● **WHAT IS EXPECTED**
Count how many lines in the items below contain the word "house", matching case exactly. Reply with the number alone.

INPUT FOR THIS TASK start

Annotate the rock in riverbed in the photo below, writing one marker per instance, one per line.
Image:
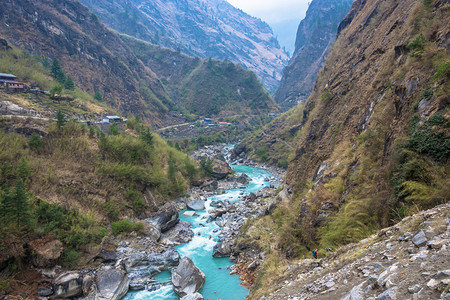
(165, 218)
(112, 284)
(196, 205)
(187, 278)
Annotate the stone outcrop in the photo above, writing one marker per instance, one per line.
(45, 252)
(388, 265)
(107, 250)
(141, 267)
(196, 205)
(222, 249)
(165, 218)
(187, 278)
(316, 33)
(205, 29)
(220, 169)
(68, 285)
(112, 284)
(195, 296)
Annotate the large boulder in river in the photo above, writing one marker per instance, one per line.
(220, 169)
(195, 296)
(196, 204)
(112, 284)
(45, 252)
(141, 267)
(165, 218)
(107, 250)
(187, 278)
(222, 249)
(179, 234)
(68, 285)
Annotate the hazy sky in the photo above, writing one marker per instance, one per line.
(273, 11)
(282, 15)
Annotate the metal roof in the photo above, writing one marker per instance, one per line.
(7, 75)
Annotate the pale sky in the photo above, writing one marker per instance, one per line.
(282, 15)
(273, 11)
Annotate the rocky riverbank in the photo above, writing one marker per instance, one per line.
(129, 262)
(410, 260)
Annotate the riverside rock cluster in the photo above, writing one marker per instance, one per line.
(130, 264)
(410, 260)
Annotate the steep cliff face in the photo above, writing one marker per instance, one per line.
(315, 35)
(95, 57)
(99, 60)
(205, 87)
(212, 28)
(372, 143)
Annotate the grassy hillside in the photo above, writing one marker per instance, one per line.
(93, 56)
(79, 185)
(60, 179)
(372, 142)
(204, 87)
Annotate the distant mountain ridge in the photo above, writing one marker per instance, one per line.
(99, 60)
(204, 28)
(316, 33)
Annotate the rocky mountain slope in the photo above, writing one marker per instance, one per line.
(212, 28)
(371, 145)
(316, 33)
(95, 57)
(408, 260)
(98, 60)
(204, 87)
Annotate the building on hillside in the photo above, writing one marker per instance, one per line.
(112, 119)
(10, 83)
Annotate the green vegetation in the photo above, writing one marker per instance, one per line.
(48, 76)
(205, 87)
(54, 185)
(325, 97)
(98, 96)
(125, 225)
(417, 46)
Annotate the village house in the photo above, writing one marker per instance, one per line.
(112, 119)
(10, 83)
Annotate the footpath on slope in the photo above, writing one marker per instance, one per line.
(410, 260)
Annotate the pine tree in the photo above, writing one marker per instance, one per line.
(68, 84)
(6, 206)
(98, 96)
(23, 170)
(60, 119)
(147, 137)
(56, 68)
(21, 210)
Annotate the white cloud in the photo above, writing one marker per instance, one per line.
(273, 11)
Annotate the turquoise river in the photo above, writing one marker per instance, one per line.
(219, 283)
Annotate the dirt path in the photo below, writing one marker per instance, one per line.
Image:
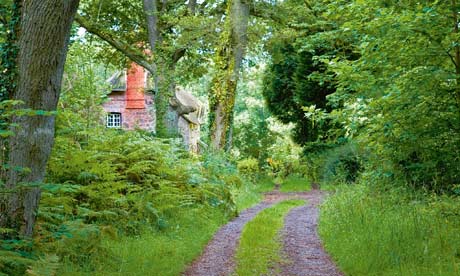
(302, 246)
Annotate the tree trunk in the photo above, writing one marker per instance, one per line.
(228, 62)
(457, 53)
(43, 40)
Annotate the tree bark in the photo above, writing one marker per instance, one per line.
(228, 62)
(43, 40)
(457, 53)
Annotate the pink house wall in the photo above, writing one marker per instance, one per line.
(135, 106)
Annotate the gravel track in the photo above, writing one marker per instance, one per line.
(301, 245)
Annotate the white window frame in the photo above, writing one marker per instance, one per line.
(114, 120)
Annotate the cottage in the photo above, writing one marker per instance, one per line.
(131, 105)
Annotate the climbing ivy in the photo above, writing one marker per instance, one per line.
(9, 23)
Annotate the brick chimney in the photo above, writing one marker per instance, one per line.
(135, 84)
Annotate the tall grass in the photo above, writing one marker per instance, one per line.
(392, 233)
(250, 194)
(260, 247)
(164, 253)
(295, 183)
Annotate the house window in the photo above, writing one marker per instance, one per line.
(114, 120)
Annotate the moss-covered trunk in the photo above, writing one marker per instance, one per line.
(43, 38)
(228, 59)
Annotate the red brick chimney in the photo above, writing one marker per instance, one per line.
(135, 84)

INPUT FOR THIS TASK end
INPUT FOR THIS TASK start

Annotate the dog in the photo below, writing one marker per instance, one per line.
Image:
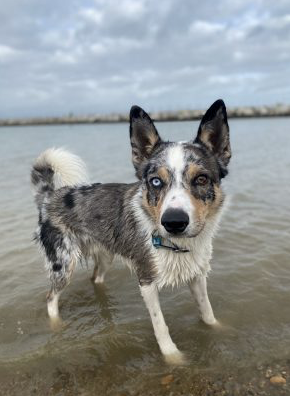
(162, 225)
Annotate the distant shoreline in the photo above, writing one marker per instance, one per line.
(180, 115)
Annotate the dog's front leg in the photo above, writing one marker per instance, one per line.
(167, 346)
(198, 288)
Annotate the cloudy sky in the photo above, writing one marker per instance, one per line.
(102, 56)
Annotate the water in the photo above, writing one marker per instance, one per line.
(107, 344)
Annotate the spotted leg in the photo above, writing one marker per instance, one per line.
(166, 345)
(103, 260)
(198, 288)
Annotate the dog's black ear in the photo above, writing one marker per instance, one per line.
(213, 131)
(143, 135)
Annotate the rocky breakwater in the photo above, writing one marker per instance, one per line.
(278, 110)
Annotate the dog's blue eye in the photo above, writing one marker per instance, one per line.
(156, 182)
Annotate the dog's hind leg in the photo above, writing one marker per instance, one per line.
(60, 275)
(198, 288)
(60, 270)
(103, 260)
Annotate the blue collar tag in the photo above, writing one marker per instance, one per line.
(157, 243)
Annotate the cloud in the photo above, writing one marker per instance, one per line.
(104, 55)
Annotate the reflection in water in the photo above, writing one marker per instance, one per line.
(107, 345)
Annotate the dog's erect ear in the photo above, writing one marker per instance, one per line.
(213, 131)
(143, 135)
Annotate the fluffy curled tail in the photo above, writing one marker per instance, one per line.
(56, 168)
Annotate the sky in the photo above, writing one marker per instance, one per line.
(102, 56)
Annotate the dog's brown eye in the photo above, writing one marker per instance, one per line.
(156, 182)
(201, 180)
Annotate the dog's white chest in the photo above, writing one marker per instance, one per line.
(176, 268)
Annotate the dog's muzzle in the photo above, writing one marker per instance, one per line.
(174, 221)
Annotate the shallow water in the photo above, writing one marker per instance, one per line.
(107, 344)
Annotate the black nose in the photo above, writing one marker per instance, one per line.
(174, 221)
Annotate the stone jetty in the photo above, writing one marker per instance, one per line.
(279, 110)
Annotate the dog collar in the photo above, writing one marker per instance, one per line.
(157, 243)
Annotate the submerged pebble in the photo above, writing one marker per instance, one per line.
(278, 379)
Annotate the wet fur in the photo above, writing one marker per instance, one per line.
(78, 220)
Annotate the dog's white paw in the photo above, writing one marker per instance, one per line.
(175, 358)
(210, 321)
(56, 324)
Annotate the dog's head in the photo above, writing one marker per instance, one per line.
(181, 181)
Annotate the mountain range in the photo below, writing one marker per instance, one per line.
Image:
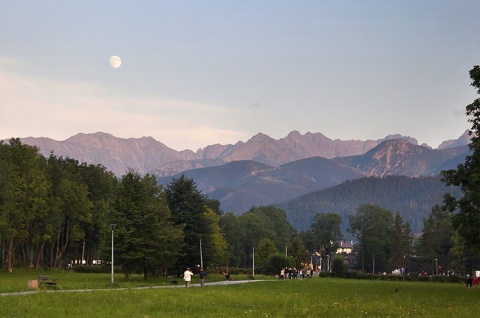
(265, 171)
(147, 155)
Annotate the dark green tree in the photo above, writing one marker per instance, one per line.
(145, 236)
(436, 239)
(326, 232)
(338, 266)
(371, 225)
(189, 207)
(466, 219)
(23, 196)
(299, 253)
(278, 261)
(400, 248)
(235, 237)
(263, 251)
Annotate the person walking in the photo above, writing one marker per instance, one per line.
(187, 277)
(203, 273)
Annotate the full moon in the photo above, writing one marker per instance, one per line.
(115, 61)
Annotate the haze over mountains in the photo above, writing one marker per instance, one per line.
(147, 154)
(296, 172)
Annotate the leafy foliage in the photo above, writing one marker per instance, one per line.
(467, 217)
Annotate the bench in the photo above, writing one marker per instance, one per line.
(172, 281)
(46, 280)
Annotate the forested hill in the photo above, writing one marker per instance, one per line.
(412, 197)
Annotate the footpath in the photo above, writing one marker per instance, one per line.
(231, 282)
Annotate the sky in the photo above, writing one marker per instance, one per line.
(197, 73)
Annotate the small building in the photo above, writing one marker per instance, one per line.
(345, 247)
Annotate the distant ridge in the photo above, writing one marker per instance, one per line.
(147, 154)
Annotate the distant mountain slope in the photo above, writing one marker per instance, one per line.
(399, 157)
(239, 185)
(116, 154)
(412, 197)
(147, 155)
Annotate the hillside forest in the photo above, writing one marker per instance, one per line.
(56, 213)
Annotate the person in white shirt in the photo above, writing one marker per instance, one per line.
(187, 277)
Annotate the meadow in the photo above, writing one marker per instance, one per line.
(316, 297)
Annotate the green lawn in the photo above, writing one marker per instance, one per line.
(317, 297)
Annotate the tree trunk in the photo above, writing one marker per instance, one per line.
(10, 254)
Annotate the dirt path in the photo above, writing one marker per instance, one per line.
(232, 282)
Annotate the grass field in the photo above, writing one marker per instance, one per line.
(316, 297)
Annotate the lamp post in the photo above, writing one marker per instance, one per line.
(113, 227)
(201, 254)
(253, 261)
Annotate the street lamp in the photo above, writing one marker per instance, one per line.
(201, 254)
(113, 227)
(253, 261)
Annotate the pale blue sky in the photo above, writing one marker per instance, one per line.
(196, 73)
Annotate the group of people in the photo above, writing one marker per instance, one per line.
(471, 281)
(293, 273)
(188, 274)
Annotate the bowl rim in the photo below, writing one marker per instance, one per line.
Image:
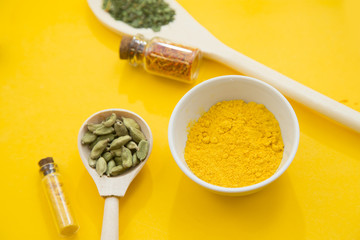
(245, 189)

INPUT FOR THIS TASK end
INPUT FOR THIS TASK start

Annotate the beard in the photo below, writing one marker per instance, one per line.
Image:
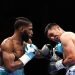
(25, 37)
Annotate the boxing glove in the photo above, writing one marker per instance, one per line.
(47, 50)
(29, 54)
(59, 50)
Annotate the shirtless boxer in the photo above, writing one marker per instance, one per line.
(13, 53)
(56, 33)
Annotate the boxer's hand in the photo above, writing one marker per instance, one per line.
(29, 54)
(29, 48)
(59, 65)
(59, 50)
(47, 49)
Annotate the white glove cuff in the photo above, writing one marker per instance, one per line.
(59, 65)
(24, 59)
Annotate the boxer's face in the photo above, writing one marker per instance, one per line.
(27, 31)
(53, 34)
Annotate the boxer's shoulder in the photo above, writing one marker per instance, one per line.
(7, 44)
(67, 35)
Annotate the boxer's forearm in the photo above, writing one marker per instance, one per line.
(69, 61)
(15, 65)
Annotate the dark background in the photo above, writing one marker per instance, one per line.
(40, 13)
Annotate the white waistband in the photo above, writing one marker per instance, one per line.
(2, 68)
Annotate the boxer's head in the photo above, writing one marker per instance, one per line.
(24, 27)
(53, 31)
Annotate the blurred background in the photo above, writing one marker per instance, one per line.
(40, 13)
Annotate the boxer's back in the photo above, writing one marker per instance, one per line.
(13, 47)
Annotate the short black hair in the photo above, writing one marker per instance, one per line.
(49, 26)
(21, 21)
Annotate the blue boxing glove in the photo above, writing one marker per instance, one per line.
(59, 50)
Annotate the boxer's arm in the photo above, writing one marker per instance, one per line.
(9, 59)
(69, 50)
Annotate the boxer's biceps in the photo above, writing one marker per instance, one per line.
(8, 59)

INPUT FOR THIS TASK end

● **FINAL ANSWER**
3